Please output exactly the part of the records below that opens with the line containing "Target: rear wing endplate" and closes with the line containing "Target: front bumper", both lines included, and nothing else.

--------------------

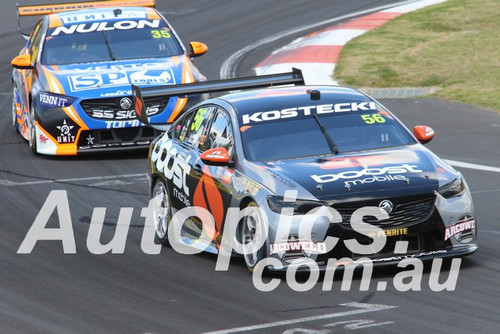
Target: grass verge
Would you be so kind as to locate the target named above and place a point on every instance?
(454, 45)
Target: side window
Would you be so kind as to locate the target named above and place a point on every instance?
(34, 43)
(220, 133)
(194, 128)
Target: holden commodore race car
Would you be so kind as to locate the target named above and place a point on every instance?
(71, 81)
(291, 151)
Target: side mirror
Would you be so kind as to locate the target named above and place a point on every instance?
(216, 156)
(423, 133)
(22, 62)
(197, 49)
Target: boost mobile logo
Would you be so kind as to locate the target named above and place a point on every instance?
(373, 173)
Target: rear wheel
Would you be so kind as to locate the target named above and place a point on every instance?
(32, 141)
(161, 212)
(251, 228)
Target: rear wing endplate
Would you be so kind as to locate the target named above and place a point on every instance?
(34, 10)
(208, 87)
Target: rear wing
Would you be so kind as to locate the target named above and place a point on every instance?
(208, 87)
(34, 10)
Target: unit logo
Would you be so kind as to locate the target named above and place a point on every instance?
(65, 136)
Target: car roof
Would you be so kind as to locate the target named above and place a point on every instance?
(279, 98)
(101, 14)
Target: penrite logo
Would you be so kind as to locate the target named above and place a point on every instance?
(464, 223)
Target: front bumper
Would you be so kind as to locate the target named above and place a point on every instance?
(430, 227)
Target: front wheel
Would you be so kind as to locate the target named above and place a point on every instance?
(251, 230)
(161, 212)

--------------------

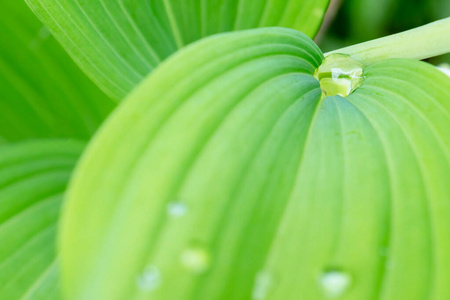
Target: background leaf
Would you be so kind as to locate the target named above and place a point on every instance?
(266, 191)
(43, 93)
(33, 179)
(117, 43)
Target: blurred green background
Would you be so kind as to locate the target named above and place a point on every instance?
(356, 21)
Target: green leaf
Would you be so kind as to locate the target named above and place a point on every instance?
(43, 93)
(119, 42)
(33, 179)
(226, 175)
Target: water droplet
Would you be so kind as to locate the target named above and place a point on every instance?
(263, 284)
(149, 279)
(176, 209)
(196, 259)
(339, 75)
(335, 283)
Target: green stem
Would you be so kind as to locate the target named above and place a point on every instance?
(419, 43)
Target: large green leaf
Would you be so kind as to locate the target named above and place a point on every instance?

--------------------

§ Solution for this problem:
Target: rear wing endplate
Would you be so kind as to locate the target named above and place a point on every instance?
(34, 10)
(208, 87)
Target: rear wing
Would you be so kind as to locate the target named above and place a point on every instance?
(208, 87)
(34, 10)
Target: unit logo
Would you be so kind as to locate the target named above and place a point on every instance?
(65, 136)
Target: car roof
Would you be so kind as to locate the target named above and place a point on every instance?
(279, 98)
(101, 14)
Target: penrite logo
Would you be so kind as to locate the target named above and place a point on every instance?
(464, 223)
Target: front bumper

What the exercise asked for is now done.